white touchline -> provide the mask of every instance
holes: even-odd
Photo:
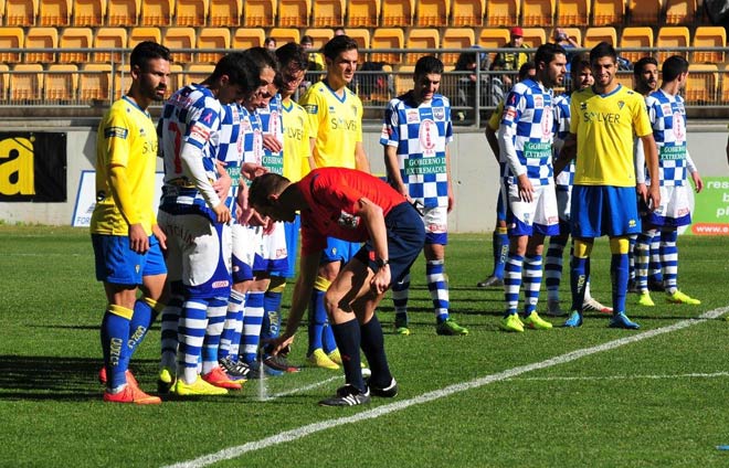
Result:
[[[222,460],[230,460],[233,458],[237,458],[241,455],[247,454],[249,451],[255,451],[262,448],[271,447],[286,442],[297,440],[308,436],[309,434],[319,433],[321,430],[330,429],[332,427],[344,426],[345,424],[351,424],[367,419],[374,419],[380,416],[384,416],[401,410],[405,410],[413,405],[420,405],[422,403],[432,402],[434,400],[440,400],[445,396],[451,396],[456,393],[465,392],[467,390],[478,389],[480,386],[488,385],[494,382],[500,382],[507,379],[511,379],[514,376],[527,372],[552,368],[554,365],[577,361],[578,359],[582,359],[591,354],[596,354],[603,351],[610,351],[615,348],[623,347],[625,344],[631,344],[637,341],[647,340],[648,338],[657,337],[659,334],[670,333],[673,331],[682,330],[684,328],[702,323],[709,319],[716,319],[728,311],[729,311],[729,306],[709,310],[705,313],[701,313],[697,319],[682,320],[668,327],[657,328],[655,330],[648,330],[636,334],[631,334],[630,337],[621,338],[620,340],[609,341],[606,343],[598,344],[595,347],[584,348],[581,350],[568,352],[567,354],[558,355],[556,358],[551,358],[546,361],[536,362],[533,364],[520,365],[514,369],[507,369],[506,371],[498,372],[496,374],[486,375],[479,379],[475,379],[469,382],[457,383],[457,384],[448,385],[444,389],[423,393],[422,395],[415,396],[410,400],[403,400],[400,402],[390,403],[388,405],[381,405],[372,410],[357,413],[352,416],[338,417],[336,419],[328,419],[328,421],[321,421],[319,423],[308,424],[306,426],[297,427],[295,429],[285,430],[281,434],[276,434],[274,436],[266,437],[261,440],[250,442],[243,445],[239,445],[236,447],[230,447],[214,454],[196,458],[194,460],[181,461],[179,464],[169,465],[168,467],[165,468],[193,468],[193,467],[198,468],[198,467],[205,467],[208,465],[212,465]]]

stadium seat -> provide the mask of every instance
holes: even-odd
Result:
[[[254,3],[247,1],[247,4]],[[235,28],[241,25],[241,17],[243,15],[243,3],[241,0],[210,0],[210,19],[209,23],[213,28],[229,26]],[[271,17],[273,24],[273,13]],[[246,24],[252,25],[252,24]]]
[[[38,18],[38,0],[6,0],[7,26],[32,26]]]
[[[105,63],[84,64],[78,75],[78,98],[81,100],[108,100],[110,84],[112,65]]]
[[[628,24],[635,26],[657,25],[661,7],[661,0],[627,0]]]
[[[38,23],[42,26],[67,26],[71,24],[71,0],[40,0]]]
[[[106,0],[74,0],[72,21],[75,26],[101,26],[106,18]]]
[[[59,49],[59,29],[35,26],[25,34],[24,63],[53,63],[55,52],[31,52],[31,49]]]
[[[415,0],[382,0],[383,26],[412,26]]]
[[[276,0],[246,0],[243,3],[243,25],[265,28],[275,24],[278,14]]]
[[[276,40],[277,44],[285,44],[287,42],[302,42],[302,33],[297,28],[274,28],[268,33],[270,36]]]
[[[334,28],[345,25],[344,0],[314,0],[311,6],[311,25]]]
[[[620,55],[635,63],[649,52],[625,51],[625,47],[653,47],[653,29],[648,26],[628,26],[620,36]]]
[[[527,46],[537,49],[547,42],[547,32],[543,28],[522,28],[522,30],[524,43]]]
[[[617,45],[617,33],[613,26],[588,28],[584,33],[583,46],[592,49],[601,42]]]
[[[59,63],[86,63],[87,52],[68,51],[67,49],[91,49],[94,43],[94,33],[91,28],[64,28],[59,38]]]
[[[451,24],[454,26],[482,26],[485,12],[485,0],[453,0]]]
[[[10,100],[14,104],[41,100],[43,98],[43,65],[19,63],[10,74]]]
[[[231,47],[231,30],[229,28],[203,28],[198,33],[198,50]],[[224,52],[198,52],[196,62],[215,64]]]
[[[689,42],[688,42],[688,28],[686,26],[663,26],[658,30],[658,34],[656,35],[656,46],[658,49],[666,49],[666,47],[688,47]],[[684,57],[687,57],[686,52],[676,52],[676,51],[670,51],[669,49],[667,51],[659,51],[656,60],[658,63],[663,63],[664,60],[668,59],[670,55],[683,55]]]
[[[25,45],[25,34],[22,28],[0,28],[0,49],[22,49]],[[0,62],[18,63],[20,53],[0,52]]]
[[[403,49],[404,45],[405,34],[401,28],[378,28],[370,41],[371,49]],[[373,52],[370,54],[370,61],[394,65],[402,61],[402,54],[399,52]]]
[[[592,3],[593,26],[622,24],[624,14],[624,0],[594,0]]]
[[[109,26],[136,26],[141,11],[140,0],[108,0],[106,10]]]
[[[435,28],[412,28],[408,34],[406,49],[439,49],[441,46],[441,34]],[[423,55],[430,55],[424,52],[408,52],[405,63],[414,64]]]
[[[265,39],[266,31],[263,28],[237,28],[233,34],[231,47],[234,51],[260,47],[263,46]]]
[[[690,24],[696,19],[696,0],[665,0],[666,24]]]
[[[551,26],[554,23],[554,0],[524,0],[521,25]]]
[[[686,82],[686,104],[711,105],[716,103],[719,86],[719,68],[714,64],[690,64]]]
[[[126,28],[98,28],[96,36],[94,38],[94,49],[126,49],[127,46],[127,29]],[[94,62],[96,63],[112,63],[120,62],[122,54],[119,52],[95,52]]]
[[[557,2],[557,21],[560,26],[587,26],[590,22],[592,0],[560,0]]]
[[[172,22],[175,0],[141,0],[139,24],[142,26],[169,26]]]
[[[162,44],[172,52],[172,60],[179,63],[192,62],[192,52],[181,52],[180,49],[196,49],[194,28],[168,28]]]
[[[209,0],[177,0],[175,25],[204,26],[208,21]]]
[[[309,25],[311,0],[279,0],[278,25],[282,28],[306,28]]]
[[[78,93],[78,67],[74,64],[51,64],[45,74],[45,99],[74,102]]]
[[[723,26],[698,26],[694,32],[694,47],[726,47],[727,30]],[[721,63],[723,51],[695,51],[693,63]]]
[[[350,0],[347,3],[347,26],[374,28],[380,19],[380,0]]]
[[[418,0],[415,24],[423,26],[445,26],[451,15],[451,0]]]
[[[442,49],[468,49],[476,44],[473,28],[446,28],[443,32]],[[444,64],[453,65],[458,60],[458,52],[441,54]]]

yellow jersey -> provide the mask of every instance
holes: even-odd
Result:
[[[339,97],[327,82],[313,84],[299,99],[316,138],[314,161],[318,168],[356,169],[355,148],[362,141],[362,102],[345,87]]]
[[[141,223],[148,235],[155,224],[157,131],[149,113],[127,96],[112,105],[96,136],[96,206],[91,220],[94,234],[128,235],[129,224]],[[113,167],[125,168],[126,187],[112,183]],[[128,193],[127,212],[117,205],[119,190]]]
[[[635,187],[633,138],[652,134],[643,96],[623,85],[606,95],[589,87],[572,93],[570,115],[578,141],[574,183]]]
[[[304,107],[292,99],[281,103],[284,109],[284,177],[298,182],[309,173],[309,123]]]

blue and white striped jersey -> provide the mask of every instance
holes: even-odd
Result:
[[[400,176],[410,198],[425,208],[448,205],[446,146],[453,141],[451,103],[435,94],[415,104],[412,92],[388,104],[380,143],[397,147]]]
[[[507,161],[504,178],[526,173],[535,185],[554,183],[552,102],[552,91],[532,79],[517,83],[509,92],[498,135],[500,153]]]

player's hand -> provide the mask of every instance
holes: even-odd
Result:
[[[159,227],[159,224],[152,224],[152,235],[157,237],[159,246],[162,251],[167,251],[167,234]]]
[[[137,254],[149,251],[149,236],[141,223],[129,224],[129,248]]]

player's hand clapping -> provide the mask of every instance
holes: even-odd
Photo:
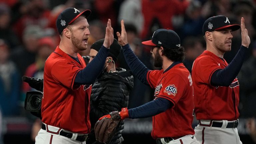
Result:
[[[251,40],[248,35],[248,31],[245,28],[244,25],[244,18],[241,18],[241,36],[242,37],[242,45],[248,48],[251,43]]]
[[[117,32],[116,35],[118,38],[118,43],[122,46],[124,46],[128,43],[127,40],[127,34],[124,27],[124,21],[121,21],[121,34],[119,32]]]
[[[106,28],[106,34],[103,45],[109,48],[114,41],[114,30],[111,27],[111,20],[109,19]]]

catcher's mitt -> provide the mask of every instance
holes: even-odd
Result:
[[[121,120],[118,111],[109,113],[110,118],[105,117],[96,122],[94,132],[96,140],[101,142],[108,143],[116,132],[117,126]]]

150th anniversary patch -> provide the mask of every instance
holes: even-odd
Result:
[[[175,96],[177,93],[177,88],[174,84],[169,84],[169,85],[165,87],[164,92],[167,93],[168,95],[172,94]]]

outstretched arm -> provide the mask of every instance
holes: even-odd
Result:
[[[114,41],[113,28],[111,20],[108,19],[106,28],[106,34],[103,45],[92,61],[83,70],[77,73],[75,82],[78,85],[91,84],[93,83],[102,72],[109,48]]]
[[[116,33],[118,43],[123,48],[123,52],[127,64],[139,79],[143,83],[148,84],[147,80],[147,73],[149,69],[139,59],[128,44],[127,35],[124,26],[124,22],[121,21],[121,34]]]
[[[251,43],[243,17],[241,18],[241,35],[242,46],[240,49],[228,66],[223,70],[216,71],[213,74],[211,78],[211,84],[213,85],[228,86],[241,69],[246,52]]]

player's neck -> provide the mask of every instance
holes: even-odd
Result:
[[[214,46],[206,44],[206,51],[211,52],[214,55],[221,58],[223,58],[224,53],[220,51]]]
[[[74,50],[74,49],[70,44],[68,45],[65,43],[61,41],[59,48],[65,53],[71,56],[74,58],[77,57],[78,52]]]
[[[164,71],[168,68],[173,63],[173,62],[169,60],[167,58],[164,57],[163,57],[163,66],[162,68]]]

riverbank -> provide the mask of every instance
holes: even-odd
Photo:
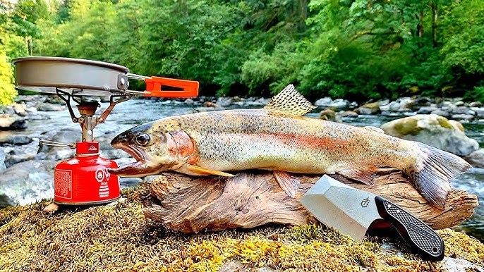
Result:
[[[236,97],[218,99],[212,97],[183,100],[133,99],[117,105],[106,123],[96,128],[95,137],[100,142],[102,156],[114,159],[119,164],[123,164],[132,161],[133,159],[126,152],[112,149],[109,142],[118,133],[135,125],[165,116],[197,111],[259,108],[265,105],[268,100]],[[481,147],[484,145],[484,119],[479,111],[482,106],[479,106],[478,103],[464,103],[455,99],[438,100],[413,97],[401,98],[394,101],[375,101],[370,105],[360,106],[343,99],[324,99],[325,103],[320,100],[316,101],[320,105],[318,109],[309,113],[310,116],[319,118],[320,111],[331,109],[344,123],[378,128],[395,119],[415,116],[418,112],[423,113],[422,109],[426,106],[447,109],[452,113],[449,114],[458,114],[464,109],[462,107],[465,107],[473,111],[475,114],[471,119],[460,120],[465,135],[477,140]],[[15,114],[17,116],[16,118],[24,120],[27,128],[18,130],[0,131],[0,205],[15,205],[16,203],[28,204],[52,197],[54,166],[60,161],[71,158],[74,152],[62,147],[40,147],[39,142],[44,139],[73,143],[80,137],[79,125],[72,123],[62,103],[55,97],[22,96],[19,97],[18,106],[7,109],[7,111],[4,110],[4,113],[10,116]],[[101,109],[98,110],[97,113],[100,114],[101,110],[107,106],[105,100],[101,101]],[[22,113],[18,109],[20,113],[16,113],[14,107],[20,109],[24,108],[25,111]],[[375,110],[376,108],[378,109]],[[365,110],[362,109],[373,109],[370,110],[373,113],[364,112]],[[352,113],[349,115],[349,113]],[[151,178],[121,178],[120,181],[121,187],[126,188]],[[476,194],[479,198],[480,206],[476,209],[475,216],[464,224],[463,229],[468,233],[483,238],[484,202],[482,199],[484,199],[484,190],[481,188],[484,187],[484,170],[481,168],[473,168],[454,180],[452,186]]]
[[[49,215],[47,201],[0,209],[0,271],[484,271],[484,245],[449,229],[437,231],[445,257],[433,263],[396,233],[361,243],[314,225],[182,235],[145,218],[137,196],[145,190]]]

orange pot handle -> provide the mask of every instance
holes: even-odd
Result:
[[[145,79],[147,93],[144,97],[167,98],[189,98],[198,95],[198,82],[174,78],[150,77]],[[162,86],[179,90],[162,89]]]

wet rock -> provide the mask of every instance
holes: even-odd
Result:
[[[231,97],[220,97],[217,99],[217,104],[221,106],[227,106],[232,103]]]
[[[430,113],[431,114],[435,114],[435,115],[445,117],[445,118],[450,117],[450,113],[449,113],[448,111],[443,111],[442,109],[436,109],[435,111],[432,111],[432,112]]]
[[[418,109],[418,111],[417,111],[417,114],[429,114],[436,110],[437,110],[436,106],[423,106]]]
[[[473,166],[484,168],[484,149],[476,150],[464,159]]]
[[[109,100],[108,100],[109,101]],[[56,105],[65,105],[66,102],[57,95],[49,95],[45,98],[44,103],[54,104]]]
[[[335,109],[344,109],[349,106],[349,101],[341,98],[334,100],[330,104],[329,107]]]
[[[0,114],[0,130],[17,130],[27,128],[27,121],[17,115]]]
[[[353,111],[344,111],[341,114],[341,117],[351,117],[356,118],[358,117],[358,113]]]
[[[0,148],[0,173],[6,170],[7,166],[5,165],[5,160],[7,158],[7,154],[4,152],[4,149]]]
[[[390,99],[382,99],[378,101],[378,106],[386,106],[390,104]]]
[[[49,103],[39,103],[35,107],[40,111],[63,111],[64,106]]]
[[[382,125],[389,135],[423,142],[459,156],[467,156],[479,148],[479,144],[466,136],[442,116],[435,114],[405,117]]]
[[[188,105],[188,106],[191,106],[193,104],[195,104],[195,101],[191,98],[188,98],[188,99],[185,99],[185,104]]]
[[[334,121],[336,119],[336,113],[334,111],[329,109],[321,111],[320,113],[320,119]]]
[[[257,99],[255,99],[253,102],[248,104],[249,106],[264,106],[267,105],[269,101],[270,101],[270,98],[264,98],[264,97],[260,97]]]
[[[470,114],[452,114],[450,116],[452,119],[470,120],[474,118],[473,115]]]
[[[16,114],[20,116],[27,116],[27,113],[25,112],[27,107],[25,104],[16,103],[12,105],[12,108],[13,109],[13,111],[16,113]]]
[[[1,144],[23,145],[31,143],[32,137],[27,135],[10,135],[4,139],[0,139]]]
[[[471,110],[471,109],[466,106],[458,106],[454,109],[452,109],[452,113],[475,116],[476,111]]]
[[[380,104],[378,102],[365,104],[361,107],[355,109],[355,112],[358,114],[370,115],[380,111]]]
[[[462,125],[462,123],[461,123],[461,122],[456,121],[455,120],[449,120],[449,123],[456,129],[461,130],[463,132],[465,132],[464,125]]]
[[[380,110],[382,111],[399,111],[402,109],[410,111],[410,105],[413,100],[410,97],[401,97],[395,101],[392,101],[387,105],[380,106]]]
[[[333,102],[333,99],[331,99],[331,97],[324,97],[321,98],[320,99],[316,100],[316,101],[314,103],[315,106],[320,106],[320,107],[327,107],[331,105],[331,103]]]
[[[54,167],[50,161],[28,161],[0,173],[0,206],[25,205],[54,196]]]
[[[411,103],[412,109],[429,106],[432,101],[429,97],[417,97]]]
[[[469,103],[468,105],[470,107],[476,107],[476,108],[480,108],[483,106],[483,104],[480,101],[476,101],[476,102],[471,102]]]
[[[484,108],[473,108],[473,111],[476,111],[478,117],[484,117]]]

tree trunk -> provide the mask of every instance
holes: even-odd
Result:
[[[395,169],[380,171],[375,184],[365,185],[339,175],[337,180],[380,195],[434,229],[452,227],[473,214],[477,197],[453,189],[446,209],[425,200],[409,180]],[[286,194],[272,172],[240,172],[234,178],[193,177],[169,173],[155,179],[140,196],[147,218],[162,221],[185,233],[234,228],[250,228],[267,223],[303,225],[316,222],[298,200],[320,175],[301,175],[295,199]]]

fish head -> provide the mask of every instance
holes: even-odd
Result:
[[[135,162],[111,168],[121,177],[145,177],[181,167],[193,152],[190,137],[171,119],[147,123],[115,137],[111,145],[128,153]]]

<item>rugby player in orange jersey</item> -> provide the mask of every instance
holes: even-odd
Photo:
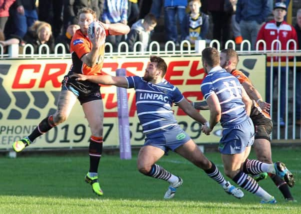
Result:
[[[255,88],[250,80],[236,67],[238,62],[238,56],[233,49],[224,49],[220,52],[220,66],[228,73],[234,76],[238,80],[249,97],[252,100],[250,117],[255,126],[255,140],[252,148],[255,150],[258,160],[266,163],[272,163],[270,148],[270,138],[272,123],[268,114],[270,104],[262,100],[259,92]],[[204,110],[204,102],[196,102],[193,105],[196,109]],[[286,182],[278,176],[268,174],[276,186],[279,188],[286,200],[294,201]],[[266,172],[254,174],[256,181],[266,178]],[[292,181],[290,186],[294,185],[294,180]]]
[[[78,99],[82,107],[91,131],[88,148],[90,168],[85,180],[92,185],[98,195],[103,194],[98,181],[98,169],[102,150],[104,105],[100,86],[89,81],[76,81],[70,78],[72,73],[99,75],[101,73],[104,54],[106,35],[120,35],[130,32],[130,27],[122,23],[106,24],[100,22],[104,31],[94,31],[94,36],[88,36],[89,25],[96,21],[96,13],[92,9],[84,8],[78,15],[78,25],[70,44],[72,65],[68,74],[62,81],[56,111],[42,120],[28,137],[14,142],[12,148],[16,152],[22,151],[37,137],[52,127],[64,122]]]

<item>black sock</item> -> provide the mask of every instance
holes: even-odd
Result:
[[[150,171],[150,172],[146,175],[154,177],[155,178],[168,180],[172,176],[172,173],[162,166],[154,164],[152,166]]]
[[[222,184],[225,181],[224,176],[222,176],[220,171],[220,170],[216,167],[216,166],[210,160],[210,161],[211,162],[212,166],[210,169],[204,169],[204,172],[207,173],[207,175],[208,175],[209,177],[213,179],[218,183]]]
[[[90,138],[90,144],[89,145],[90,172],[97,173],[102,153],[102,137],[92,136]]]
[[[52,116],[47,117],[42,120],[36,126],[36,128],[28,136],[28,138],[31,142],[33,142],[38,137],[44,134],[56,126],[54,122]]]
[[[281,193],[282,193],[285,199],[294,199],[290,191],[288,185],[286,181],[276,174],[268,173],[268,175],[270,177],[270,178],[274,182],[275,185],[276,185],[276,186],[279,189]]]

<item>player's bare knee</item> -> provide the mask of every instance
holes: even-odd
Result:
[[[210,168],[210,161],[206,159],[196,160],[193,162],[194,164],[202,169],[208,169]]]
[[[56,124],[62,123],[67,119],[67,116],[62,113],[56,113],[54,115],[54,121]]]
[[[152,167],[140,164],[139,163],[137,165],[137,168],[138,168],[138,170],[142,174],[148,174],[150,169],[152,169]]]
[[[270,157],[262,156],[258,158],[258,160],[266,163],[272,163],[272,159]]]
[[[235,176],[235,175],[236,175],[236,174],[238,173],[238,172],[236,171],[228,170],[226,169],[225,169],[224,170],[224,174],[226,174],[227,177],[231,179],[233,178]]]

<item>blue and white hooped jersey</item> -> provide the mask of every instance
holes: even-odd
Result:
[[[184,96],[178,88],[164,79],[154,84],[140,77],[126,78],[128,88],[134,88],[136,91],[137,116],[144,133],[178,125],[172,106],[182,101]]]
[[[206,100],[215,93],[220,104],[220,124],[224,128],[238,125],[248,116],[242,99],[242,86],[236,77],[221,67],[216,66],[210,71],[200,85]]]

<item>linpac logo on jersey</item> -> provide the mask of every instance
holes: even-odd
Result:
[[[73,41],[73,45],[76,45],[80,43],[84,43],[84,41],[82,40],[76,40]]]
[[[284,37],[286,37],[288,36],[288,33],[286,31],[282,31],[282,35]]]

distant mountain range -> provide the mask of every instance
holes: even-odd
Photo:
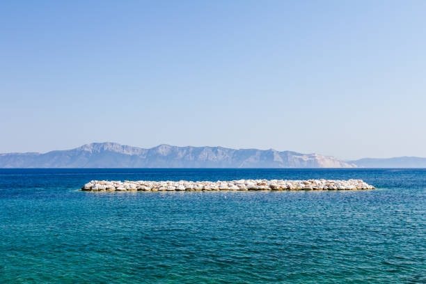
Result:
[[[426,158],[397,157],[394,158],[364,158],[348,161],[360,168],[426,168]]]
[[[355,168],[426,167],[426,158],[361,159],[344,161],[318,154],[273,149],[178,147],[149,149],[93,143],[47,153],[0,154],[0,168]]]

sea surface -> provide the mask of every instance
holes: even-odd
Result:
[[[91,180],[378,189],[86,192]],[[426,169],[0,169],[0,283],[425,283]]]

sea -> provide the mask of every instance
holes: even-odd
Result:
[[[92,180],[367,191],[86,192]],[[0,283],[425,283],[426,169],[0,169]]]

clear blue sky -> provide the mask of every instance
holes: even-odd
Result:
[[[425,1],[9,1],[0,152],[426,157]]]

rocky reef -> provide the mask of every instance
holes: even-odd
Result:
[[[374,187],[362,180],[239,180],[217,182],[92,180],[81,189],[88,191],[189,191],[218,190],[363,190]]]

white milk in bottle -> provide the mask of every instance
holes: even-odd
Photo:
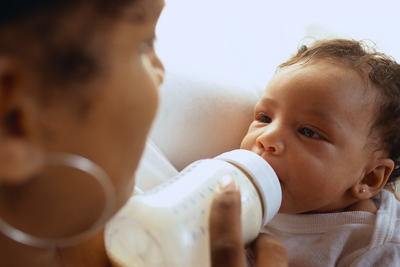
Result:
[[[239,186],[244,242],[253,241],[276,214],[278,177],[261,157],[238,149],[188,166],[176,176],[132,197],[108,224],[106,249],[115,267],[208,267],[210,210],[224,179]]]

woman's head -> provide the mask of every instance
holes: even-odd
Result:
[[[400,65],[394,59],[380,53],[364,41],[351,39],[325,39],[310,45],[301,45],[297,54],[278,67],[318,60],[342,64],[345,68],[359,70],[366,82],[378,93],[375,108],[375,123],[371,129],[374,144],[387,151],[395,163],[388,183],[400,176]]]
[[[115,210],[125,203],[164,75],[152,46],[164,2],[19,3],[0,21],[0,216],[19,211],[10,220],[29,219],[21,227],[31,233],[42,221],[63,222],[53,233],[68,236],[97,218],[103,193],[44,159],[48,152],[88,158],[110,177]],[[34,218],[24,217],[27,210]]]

───

# [What the task requires]
Retype the material from the line with "player's hand ->" to the line with "[[[137,254],[149,251],[149,236],[141,223],[129,224],[129,248]]]", including both of those lines.

# [Task solution]
player's hand -> provide the mask of every instance
holes: even-odd
Result:
[[[159,227],[159,224],[152,224],[152,235],[157,237],[159,246],[162,251],[167,251],[167,234]]]
[[[137,254],[149,251],[149,236],[141,223],[129,224],[129,248]]]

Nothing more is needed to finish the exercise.